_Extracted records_
※ ※ ※

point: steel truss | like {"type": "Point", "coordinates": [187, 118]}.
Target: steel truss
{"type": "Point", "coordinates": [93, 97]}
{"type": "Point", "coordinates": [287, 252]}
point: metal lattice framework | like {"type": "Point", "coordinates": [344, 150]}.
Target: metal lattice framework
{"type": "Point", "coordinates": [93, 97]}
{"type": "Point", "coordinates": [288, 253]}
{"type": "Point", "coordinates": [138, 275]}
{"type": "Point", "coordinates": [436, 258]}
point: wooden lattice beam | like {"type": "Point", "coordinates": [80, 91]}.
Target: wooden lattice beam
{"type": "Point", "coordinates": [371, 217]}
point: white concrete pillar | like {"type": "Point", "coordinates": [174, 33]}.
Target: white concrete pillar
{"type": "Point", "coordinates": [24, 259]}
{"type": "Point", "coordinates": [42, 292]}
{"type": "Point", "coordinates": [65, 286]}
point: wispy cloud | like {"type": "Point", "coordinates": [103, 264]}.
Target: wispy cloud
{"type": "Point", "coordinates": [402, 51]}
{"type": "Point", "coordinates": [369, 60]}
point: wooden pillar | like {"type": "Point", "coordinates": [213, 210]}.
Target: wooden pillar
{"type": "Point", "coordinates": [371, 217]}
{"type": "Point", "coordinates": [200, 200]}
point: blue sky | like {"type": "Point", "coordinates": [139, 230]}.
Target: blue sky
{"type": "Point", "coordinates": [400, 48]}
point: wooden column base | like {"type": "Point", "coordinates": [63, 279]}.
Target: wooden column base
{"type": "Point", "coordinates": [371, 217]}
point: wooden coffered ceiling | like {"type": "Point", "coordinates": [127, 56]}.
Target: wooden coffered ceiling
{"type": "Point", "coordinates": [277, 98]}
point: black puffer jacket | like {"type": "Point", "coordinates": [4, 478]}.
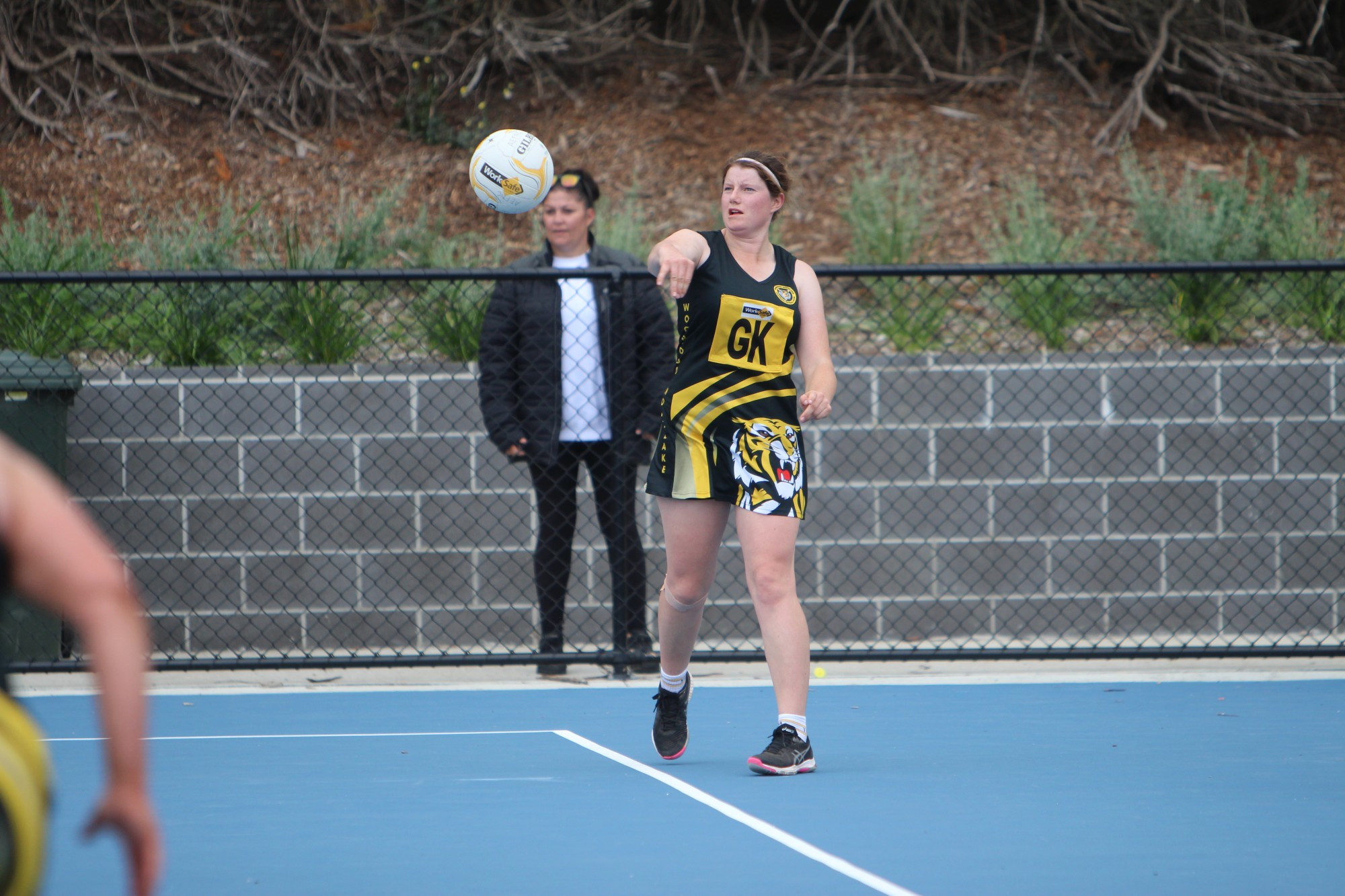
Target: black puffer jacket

※ ※ ※

_Task_
Retype exactly the lines from the one containing "point: metal lattice" through the last line of the records above, both included, and leave out any pictures.

_Exercise result_
point: metal lattice framework | like {"type": "Point", "coordinates": [344, 150]}.
Target: metal lattice framework
{"type": "Point", "coordinates": [93, 97]}
{"type": "Point", "coordinates": [288, 253]}
{"type": "Point", "coordinates": [138, 275]}
{"type": "Point", "coordinates": [436, 258]}
point: wooden lattice beam | like {"type": "Point", "coordinates": [80, 91]}.
Target: wooden lattice beam
{"type": "Point", "coordinates": [371, 217]}
point: white concrete pillar | like {"type": "Point", "coordinates": [174, 33]}.
Target: white concrete pillar
{"type": "Point", "coordinates": [24, 259]}
{"type": "Point", "coordinates": [42, 292]}
{"type": "Point", "coordinates": [65, 286]}
point: wispy cloud | like {"type": "Point", "coordinates": [103, 264]}.
Target: wispy cloud
{"type": "Point", "coordinates": [402, 51]}
{"type": "Point", "coordinates": [369, 60]}
point: wooden pillar | like {"type": "Point", "coordinates": [213, 210]}.
Target: wooden pillar
{"type": "Point", "coordinates": [371, 217]}
{"type": "Point", "coordinates": [200, 200]}
point: blue sky | like {"type": "Point", "coordinates": [139, 230]}.
Target: blue sky
{"type": "Point", "coordinates": [400, 48]}
point: wooden column base | like {"type": "Point", "coordinates": [63, 279]}.
Target: wooden column base
{"type": "Point", "coordinates": [371, 217]}
point: wooden coffered ceiling | like {"type": "Point", "coordinates": [127, 56]}.
Target: wooden coffered ceiling
{"type": "Point", "coordinates": [277, 98]}
point: black puffer jacket | like {"type": "Point", "coordinates": [4, 478]}.
Target: black puffer jacket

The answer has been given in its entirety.